Les Crimes du futur ou l'orgasme des organes
Un nouveau film de David Cronenberg est toujours à souligner.
Le film était présenté en compétition officielle lors du 75ème Festival de Cannes qui vient
de se clôturer.
Le retour du réalisateur canadien était attendu huit ans après son dernier film "Maps to
the Stars". David Cronenberg a écrit le scénario il y a vingt ans. Il imagine un monde dont
toute douleur physique a été éradiquée et où une certaine forme de chirurgie
"orgasmique" est devenue monnaie courante.
Viggo Mortensen incarne un artiste performeur poussant l’art corporel à un niveau jamais
atteint en opérant en public, avec sa complice jouée par la très sensuelle, naturelle et
juste Léa Seydoux, son propre corps étant truffé de nouveaux organes tatoués de
l’intérieur.

L'idée de départ n'est pas inintéressante : dans un futur proche, le corps humain est
l'objet de transformations et de mutations sensuelles. Malheureusement, le film ne
décolle pas et nous plonge à certains moments dans un terrible ennui. Nous perdons
rapidement le fil et le propos. Il y a, de plus, comme un goût de déjà vu. Ridley Scott avait
par exemple déjà traité du sujet des corps organiques et technologiques dans son
"Alien".

Consigne écrite A: Recopiez le passage de la critique des Crimes du futur compris entre "Le retour du" et "l’intérieur.", ces deux bornes incluses.
Consigne écrite B: Transposez en tableau Markdown, avec les colonnes « N° » pour le numéro de ligne et « Texte » pour la ligne, les lignes des entrées situées entre leur début et la ligne qui contient "132 109 L 138", incluses, sans les lignes vides. Laissez les images hors de la réponse.

Données enregistrées:
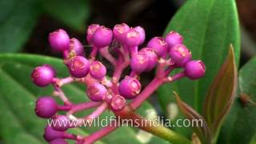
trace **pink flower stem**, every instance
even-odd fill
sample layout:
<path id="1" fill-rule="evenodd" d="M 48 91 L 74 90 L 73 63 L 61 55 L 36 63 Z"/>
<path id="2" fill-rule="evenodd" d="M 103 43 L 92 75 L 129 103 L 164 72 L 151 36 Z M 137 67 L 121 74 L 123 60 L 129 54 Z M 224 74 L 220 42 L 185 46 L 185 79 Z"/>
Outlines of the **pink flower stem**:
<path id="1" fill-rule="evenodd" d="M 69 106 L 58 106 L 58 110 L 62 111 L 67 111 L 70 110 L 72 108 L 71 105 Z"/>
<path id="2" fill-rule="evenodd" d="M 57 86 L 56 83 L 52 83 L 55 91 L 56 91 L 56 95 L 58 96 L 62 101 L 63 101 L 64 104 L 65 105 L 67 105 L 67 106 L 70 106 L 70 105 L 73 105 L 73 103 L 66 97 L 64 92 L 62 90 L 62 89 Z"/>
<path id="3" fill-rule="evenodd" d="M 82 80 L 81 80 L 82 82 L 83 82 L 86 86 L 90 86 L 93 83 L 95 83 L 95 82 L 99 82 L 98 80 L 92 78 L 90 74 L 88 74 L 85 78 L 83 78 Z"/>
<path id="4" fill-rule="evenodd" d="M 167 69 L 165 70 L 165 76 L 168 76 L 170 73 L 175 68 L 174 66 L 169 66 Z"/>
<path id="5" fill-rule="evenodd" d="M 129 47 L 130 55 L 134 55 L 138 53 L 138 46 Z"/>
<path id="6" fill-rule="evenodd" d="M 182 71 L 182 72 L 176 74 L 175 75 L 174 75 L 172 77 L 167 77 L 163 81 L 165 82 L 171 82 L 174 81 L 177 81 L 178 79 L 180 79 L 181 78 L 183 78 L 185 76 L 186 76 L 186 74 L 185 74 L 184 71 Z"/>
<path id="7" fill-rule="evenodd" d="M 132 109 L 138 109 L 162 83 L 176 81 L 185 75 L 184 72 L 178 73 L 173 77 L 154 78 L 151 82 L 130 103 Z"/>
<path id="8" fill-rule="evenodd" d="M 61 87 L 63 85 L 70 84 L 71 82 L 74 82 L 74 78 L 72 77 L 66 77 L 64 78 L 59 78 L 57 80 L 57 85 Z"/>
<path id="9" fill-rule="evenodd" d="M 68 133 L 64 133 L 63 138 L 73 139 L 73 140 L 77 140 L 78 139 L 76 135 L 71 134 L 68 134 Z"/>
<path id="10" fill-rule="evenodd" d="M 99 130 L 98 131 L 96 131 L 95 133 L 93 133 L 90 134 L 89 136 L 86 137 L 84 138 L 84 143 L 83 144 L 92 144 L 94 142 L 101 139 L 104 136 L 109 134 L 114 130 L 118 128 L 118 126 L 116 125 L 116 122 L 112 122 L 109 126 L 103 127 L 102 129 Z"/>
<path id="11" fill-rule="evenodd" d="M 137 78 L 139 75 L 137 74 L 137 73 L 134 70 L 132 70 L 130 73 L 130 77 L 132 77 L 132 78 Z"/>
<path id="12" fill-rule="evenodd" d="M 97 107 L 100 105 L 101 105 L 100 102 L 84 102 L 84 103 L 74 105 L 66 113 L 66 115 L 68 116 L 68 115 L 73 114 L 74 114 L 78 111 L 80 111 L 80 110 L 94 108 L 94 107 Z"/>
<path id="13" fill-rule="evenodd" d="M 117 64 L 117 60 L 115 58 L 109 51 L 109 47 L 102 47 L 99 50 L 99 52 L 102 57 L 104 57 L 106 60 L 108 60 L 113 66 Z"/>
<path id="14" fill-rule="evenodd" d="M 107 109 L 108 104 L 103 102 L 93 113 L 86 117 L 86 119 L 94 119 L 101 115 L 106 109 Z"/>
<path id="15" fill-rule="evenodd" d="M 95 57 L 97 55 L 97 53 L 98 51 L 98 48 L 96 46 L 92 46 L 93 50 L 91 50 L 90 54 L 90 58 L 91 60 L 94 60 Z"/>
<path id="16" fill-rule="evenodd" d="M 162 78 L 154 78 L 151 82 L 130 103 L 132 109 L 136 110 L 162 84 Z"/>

Réponse complète A:
Le retour du réalisateur canadien était attendu huit ans après son dernier film "Maps to
the Stars". David Cronenberg a écrit le scénario il y a vingt ans. Il imagine un monde dont
toute douleur physique a été éradiquée et où une certaine forme de chirurgie
"orgasmique" est devenue monnaie courante.
Viggo Mortensen incarne un artiste performeur poussant l’art corporel à un niveau jamais
atteint en opérant en public, avec sa complice jouée par la très sensuelle, naturelle et
juste Léa Seydoux, son propre corps étant truffé de nouveaux organes tatoués de
l’intérieur.

Réponse complète B:
| N° | Texte |
|---|---|
| 1 | trace **pink flower stem**, every instance |
| 2 | even-odd fill |
| 3 | sample layout: |
| 4 | <path id="1" fill-rule="evenodd" d="M 48 91 L 74 90 L 73 63 L 61 55 L 36 63 Z"/> |
| 5 | <path id="2" fill-rule="evenodd" d="M 103 43 L 92 75 L 129 103 L 164 72 L 151 36 Z M 137 67 L 121 74 L 123 60 L 129 54 Z M 224 74 L 220 42 L 185 46 L 185 79 Z"/> |
| 6 | Outlines of the **pink flower stem**: |
| 7 | <path id="1" fill-rule="evenodd" d="M 69 106 L 58 106 L 58 110 L 62 111 L 67 111 L 70 110 L 72 108 L 71 105 Z"/> |
| 8 | <path id="2" fill-rule="evenodd" d="M 57 86 L 56 83 L 52 83 L 55 91 L 56 91 L 56 95 L 58 96 L 62 101 L 63 101 L 64 104 L 65 105 L 67 105 L 67 106 L 70 106 L 70 105 L 73 105 L 73 103 L 66 97 L 64 92 L 62 90 L 62 89 Z"/> |
| 9 | <path id="3" fill-rule="evenodd" d="M 82 80 L 81 80 L 82 82 L 83 82 L 86 86 L 90 86 L 93 83 L 95 83 L 95 82 L 99 82 L 98 80 L 92 78 L 90 74 L 88 74 L 85 78 L 83 78 Z"/> |
| 10 | <path id="4" fill-rule="evenodd" d="M 167 69 L 165 70 L 165 76 L 168 76 L 170 73 L 175 68 L 174 66 L 169 66 Z"/> |
| 11 | <path id="5" fill-rule="evenodd" d="M 129 47 L 130 55 L 134 55 L 138 53 L 138 46 Z"/> |
| 12 | <path id="6" fill-rule="evenodd" d="M 182 71 L 182 72 L 176 74 L 175 75 L 174 75 L 172 77 L 167 77 L 163 81 L 165 82 L 171 82 L 174 81 L 177 81 L 178 79 L 180 79 L 181 78 L 183 78 L 185 76 L 186 76 L 186 74 L 185 74 L 184 71 Z"/> |
| 13 | <path id="7" fill-rule="evenodd" d="M 132 109 L 138 109 L 162 83 L 176 81 L 185 75 L 184 72 L 178 73 L 173 77 L 154 78 L 151 82 L 130 103 Z"/> |